Records from a data source:
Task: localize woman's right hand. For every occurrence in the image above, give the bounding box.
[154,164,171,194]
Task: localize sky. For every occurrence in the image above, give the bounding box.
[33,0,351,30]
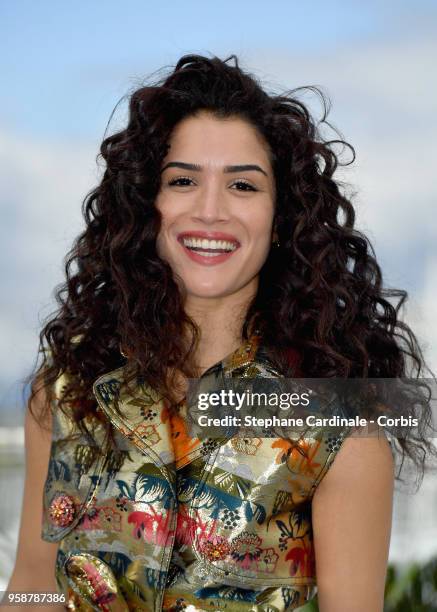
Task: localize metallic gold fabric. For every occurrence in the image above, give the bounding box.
[41,335,347,611]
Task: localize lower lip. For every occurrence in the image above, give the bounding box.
[178,241,239,266]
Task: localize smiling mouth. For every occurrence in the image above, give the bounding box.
[177,235,240,265]
[180,236,239,255]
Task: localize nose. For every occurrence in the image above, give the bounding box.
[190,181,230,224]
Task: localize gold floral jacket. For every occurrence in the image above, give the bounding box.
[41,335,347,611]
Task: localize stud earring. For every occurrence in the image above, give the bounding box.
[272,225,280,248]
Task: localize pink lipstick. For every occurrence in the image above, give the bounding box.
[177,231,240,266]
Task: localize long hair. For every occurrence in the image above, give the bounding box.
[25,53,436,483]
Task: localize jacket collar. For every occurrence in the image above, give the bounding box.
[91,332,277,474]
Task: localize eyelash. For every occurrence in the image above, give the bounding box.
[167,175,258,192]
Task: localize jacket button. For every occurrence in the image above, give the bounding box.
[49,493,75,527]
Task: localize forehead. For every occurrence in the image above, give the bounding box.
[165,112,272,165]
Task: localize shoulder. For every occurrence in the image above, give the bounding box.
[312,426,395,544]
[314,427,394,492]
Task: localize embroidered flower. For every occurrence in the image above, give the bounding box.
[257,548,279,573]
[285,543,315,577]
[77,505,101,530]
[230,437,262,455]
[49,493,75,527]
[200,535,231,561]
[230,532,262,568]
[128,507,173,545]
[271,438,321,477]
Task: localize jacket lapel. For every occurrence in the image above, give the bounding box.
[91,333,277,474]
[92,365,177,488]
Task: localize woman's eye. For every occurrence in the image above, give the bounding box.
[167,177,257,191]
[231,180,257,192]
[168,176,193,186]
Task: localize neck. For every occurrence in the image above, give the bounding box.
[183,282,258,374]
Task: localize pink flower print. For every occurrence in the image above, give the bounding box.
[128,507,173,545]
[175,504,197,546]
[285,547,305,576]
[176,505,218,548]
[256,547,279,573]
[230,532,262,570]
[285,541,315,577]
[200,535,231,562]
[48,493,76,527]
[77,505,101,531]
[192,512,218,550]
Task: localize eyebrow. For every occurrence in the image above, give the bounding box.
[160,161,268,177]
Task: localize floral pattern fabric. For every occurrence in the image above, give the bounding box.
[41,334,348,611]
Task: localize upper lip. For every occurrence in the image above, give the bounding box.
[177,230,240,245]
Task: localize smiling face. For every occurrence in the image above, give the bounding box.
[155,111,276,305]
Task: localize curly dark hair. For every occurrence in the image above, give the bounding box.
[25,52,436,484]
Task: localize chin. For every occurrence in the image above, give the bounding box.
[182,281,237,299]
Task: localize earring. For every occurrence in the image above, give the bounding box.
[272,224,280,248]
[119,343,128,358]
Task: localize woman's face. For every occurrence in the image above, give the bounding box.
[155,111,276,302]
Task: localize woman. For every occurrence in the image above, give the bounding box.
[6,54,435,611]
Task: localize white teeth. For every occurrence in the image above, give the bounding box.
[181,237,238,251]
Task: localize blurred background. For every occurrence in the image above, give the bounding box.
[1,0,436,607]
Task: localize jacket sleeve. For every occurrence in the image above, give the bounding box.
[40,362,108,542]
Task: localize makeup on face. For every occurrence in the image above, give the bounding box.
[176,230,241,267]
[154,112,275,299]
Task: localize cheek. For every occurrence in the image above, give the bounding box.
[247,209,274,241]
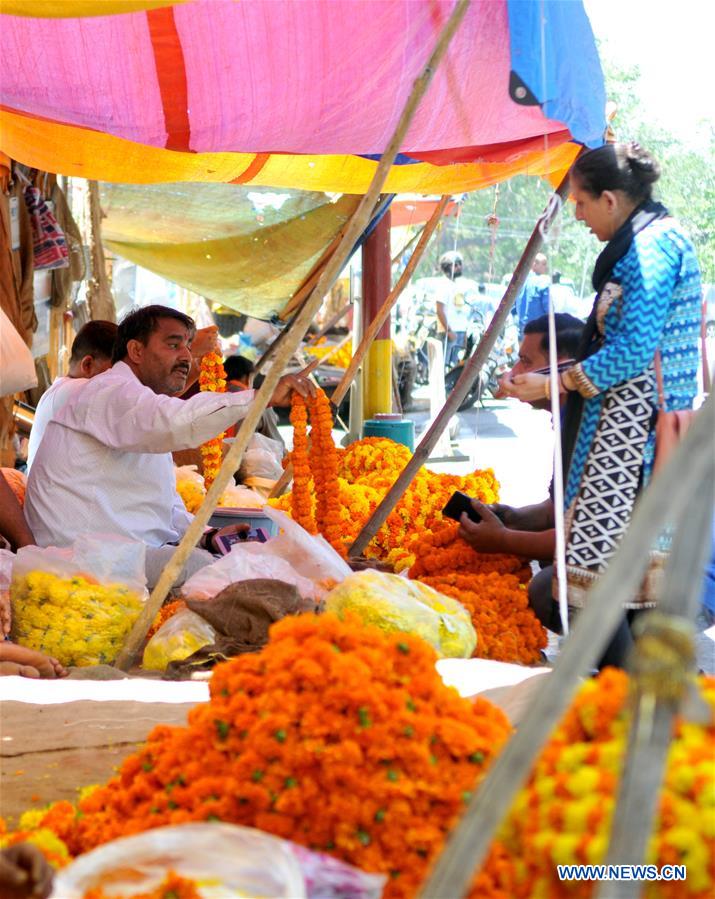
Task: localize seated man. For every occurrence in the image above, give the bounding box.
[27,320,117,470]
[458,312,583,562]
[25,305,314,588]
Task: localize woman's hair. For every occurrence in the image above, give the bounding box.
[572,142,661,203]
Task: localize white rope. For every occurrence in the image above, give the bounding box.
[539,0,569,635]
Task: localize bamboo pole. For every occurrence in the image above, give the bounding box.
[308,302,353,344]
[332,195,450,409]
[597,475,714,899]
[418,395,715,898]
[391,222,426,266]
[349,169,573,557]
[86,181,116,322]
[253,311,303,375]
[115,0,472,670]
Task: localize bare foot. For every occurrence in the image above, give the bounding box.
[0,661,40,678]
[0,644,68,678]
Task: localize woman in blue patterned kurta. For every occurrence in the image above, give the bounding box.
[506,143,701,651]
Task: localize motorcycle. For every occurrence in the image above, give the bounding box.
[443,311,518,412]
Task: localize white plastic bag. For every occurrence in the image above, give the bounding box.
[218,483,265,508]
[142,608,216,671]
[12,534,146,593]
[256,507,352,585]
[181,542,318,602]
[51,823,306,898]
[0,307,37,397]
[10,535,147,666]
[238,432,284,481]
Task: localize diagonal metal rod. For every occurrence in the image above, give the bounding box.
[418,394,714,897]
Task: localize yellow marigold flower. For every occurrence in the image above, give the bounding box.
[18,809,45,831]
[566,767,600,798]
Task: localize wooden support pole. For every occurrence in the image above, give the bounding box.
[115,0,472,670]
[332,195,450,409]
[308,302,353,345]
[349,171,572,557]
[391,223,426,267]
[597,475,714,899]
[86,181,115,322]
[253,310,304,375]
[418,395,714,898]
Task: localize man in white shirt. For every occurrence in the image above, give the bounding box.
[25,305,314,587]
[435,251,478,367]
[27,320,118,470]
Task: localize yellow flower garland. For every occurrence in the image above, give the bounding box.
[198,351,227,488]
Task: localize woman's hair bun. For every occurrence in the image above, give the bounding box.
[625,142,661,184]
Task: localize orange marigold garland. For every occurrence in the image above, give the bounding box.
[198,351,227,488]
[7,671,714,899]
[420,572,546,665]
[408,523,545,665]
[279,433,504,566]
[289,394,316,534]
[290,390,343,552]
[67,614,511,899]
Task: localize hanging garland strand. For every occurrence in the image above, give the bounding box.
[290,389,343,554]
[289,394,316,534]
[198,351,227,488]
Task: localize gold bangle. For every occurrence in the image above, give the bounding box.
[544,377,551,400]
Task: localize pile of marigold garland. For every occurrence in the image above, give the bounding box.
[272,402,545,663]
[2,614,511,899]
[474,669,715,899]
[6,659,713,899]
[272,402,501,568]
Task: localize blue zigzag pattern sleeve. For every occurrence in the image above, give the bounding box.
[579,229,680,393]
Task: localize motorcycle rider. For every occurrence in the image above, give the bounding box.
[436,250,480,367]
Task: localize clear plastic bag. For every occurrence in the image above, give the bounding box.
[182,507,351,603]
[142,608,216,672]
[10,535,147,667]
[257,507,352,587]
[51,822,306,898]
[238,432,284,481]
[325,570,477,658]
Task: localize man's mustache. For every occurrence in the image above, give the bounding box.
[172,364,190,375]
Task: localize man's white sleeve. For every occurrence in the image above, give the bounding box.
[59,379,256,453]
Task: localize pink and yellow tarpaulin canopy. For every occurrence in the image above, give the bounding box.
[0,0,605,194]
[100,183,360,317]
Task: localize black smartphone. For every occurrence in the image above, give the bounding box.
[442,491,482,524]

What you will do:
All of the entries above must be reproduced exactly, and no image may be included.

Answer for this exercise:
Task: localize woman's right hand. For every occurrence in the image above, give the bounding box.
[154,164,171,194]
Task: localize sky. For every occurrence in the image above, give the bounding box.
[33,0,351,30]
Task: localize metallic gold fabric. For every occurrence in the image above, give the bounding box.
[41,335,347,611]
Task: localize lower lip. For every occurrence in the image above, give the bounding box.
[178,241,239,266]
Task: localize smiling mouth. For every occurrence in the image above, give the bounding box.
[177,235,240,265]
[180,236,239,255]
Task: localize nose. For every occurrence in the image above, give the bounding box.
[190,181,230,224]
Task: localize gold floral jacket. For every occurrence in the image above, give the bounding box.
[41,335,347,611]
Task: localize stud earring. For every occurrence in the image above, give the bounding box.
[272,225,280,248]
Task: localize pink lipstick. For every occurrence in the image above, give the bounding box.
[177,231,240,266]
Task: localize long hair. For every occurrence in the image above, give the bounding box.
[25,53,436,483]
Task: localize jacket collar. For every occurrence in the image above, give the bounding box.
[91,332,277,474]
Task: localize eyelash. For every occurrence in the image above, give the bounding box.
[167,175,258,192]
Task: localize jacket button. For every occurrence in the image above, give the bounding box.
[49,493,75,527]
Task: localize forehead. For every occurrence in the image above, give the bounding box.
[165,112,272,165]
Task: localize shoulder. For every occurrence in the image above, give the bounding box.
[312,426,395,544]
[314,427,394,492]
Task: localize embroidered flower. For every occurrence in the image above, give the bounding box.
[257,548,279,573]
[285,543,315,577]
[77,505,101,530]
[230,437,262,455]
[49,493,75,527]
[200,535,231,561]
[230,532,262,568]
[128,507,173,545]
[271,438,321,477]
Task: localize jacket lapel. For every occurrence in the image above, give the bounding box.
[91,333,277,474]
[92,365,177,488]
Task: localize woman's eye. For every occurrence in the image above, give the bounding box.
[167,177,257,191]
[231,180,257,192]
[168,176,193,186]
Task: localize neck. For every occurrence in the image above, give the bounding box.
[183,282,258,374]
Task: localize pink flower print. For every occurrence in the image above, give the bounding box.
[128,507,173,545]
[175,504,197,546]
[285,547,305,576]
[176,505,218,548]
[256,547,279,573]
[230,532,262,570]
[285,541,315,577]
[200,535,231,562]
[48,493,76,527]
[77,505,101,531]
[192,512,218,550]
Task: localize eyebrow. For every occurrence in the image above, give the bounding box.
[160,161,268,177]
Task: localize floral pattern fabric. For every occurrence in the image above, give the bounding box.
[41,334,348,611]
Task: localize upper lip. For every occurrence in the image above, give the bounding box.
[177,230,240,245]
Task: localize smiling face. For every occurrence in the image above, give the bounding box.
[155,111,276,305]
Task: localize curly dark hair. For every occurrence in the image above, give the bounding box.
[25,52,436,484]
Task: localize chin. For every occurrence in the image above, give the bounding box.
[182,281,237,299]
Task: localize earring. For every occurrence in the image above, give the bounding box.
[272,224,280,248]
[119,343,128,358]
Task: localize woman's face. For every occurrence in the image above, give the bounding box.
[155,111,276,302]
Task: localize woman. For every occurrence in the image above, give the bounding box.
[6,54,435,611]
Task: localize white teeth. For every occurrence in the image above, give the bounding box.
[181,237,238,251]
Task: localize blurred background. For every occurrence in the image above, give the bounding box.
[1,0,436,607]
Task: localize jacket sleeve. For every occurrence in the image above, give the bounding box.
[40,362,108,542]
Task: localize makeup on face. For every occurrence in the image above, give the bounding box.
[176,230,241,267]
[154,112,275,299]
Task: localize cheek. For every occurrence in the image above, give the bounding box.
[247,209,274,241]
Task: localize seated man. For every occurrence in the image above, give the bounding box.
[27,320,117,470]
[458,312,583,562]
[25,305,314,588]
Task: localize woman's hair. For every occurrence in the image above, give the bounding box.
[572,142,661,203]
Task: localize white rope. For every occurrence in the image above, give the bounding box.
[539,0,569,635]
Task: localize bamboo pole. For every occurrence in the image above, give the bounding box.
[308,302,353,344]
[332,195,450,409]
[597,475,714,899]
[418,395,715,898]
[391,222,426,266]
[349,169,573,557]
[86,181,116,322]
[253,311,303,375]
[115,0,472,670]
Task: localize bare foot. For every occurrence in the image above, give the bounding box.
[0,661,40,678]
[0,644,68,678]
Task: localize woman in blue patterned kurta. For every occurrence in the image above, give the bounding box.
[506,143,701,651]
Task: localize motorcycle. For every occurrence in the image above, give the bounding box.
[443,311,518,412]
Task: localize white plastic bag. For every occurrence in the image above, give the bounding box.
[218,483,265,508]
[142,608,216,671]
[12,534,146,593]
[256,507,352,585]
[181,542,318,602]
[51,823,306,898]
[0,307,37,397]
[10,535,147,666]
[238,432,284,481]
Task: localize diagonal metal rod. For every occurrence in the image above, give the bounding box.
[418,394,714,897]
Task: localize yellow marigold flower. For every occurrence in the image above, give the bounding box.
[18,809,45,831]
[566,767,600,798]
Task: localize wooden support pole. For every occurrence in the image above, give the bounding box.
[115,0,472,670]
[332,195,450,409]
[308,302,353,345]
[349,171,572,557]
[391,223,426,267]
[597,475,714,899]
[86,181,115,322]
[253,310,304,375]
[418,395,714,898]
Task: localize man in white shirt. For every occurrence in the image above, give the bounding box.
[25,305,314,587]
[435,251,478,367]
[27,320,118,470]
Task: localize yellow flower garland. For every occurrence in the image above, give the bounding box.
[198,351,227,488]
Task: localize woman's hair bun. For every occurrence in the image above, give the bounding box.
[625,142,661,184]
Task: localize orange marigold garland. For every occurrence in the image above, give the bounding box.
[198,351,227,488]
[7,671,714,899]
[420,572,546,665]
[408,523,545,665]
[279,433,504,566]
[289,394,316,534]
[290,390,343,552]
[67,614,511,899]
Task: localize hanging garland strand. For every occurrence in the image above, give the bounding box.
[290,389,343,554]
[289,394,316,534]
[198,351,227,488]
Task: localize gold bangle. For every occurrence in the image above, give the bounding box.
[544,377,551,400]
Task: localize pile of marigold garland. For every occurrence in the image above, give the bounding box.
[272,402,545,663]
[2,614,511,899]
[474,669,715,899]
[6,659,713,899]
[272,402,501,568]
Task: localize blue zigzag pattern sleeve. For every occurrence in the image above, give the bounding box.
[579,229,680,393]
Task: localize motorcycle rider. For every occurrence in the image above, give the bounding box.
[436,250,480,367]
Task: localize clear plastic bag. For every occurrence in the image above, give the bounding box.
[182,507,351,603]
[142,608,216,672]
[10,535,147,667]
[257,507,352,587]
[51,822,306,898]
[238,432,284,481]
[325,570,477,658]
Task: localize man's mustache. For every occurrence in the image above, give the bounding box.
[172,364,190,375]
Task: localize man's white sleeve. For every occurrence in the image above, give the bounding box.
[59,379,256,453]
Task: localize pink and yellow tarpaulin canopy. For every occurrence in the image above, give the bounding box.
[0,0,605,194]
[100,183,360,317]
Task: localize black smartphone. For every occurrence in the image above, give the bounding box.
[442,491,482,524]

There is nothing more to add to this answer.